TASKS TO CARRY OUT:
- A) Please reproduce the fishbowl passage word for word from "In just a few" up to and including "their unlimited reach.".
- B) Translate this sentence from the fishbowl passage into Spanish: "Life thrived in the fishbowl of the ark, while disaster abounded outside of that fishbowl."

DOCUMENT PASSAGE:
========================================
In just a few verses, Adam “names” Eve, and they are “sent.” Their mission remains intact. However, they would no longer walk in the presence of the One who made them. Yet if they would trust, He would help them and come to them, which He did when they conceived their child; Eve declared that God had helped them. This too was part of their mission, to be fruitful and multiply. The mission continued. God would walk with those who walk with Him in His mission. His presence contained and compelled His mission. His presence in His mission remained the fishbowl in which they were to live, though they would now always be tempted by the reality of their unlimited reach.

Eventually the condition worsened to the point that only one family would survive the flood. Life thrived in the fishbowl of the ark, while disaster abounded outside of that fishbowl. Later, all the nations of the earth would extend their reach in a vain attempt to make a name for themselves, to reach beyond their limits of faithfulness in their appointed fishbowls. In response, God scattered them and confused them, providing new fishbowls in which they were once again given the opportunity to live without destroying themselves. Out of these divisions of language and culture, God reached into one family and chose to reveal Himself through His relationship with one man. First, Abram had to leave his family for the land that God would show Him. This “holy” land was rather small from a human perspective, in view of the vast human kingdoms that have spanned global maps throughout world history. Yet this was not a human kingdom. This land of promise represented a fishbowl of sorts, like another Eden. The faithfulness cultivated there would one day fill the whole earth. As with Abram, the fishbowls we enter are through sacrifice and obedience, a narrow gate that leads to a narrow path of following God and being in His presence.
========================================
(Point annotations for photos)
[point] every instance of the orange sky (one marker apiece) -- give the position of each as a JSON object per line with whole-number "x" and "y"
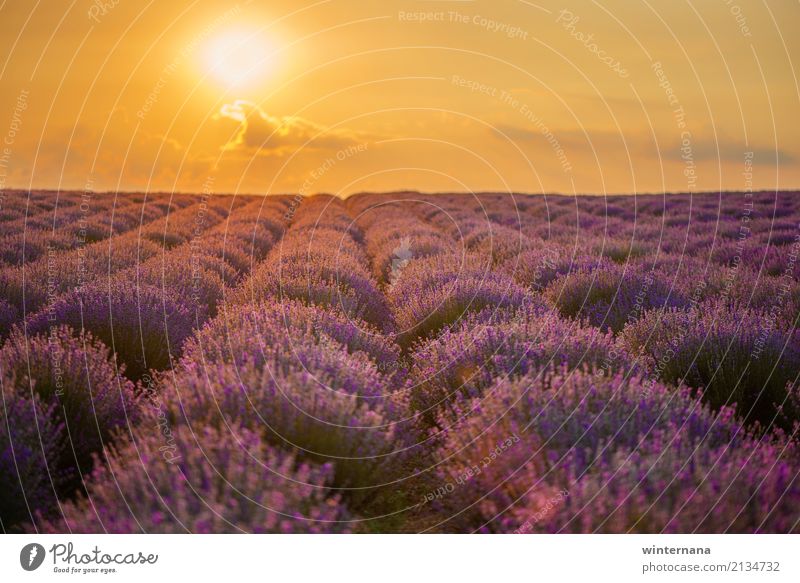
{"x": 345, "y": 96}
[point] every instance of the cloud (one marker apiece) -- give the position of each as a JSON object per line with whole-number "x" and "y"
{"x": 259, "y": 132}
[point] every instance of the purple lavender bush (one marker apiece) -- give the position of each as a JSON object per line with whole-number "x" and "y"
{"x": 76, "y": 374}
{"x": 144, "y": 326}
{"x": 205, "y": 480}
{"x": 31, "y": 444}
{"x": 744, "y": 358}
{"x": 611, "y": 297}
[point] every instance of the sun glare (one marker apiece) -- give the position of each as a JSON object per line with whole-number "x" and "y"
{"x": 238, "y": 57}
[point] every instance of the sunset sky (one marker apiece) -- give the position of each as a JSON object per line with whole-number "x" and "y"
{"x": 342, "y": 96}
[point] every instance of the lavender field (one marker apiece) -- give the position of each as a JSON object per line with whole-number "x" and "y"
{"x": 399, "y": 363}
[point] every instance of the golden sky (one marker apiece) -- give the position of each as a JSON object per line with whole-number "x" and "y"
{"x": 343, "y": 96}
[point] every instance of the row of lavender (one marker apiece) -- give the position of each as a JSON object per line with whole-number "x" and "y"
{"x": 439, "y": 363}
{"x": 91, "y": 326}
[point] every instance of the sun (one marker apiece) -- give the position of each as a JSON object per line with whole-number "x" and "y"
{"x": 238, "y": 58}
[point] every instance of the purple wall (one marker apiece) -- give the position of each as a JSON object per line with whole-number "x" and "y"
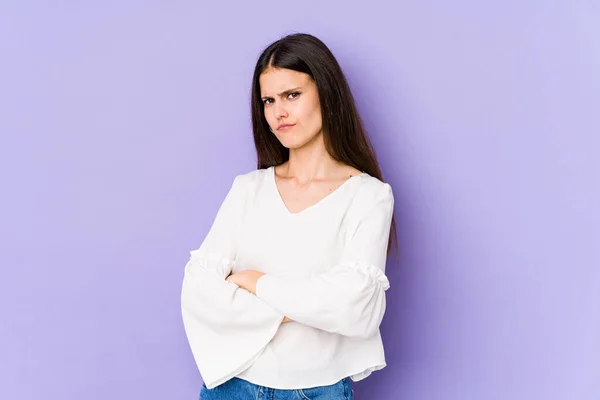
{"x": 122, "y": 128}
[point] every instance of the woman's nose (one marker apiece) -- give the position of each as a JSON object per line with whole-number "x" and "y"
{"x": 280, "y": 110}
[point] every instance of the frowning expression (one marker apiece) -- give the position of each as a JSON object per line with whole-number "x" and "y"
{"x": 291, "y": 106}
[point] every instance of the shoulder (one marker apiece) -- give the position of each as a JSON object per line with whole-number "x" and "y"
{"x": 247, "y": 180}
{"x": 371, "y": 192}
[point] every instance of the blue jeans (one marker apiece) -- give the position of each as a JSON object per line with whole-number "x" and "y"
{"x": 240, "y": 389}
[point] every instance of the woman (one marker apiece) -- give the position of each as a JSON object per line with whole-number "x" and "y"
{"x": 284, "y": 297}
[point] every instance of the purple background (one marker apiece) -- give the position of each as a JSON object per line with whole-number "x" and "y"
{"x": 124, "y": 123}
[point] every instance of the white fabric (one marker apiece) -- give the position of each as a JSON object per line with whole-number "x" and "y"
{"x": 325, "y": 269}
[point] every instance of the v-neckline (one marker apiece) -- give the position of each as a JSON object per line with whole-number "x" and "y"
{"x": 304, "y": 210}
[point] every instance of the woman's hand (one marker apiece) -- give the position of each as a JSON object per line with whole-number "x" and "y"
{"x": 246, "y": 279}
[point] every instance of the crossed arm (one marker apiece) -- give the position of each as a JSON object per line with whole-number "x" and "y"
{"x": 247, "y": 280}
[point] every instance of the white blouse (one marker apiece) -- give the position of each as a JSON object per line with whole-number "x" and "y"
========================================
EXERCISE ANSWERS:
- A)
In just a few verses, Adam “names” Eve, and they are “sent.” Their mission remains intact. However, they would no longer walk in the presence of the One who made them. Yet if they would trust, He would help them and come to them, which He did when they conceived their child; Eve declared that God had helped them. This too was part of their mission, to be fruitful and multiply. The mission continued. God would walk with those who walk with Him in His mission. His presence contained and compelled His mission. His presence in His mission remained the fishbowl in which they were to live, though they would now always be tempted by the reality of their unlimited reach.

- B) La vida prosperaba en la pecera del arca, mientras el desastre abundaba fuera de esa pecera.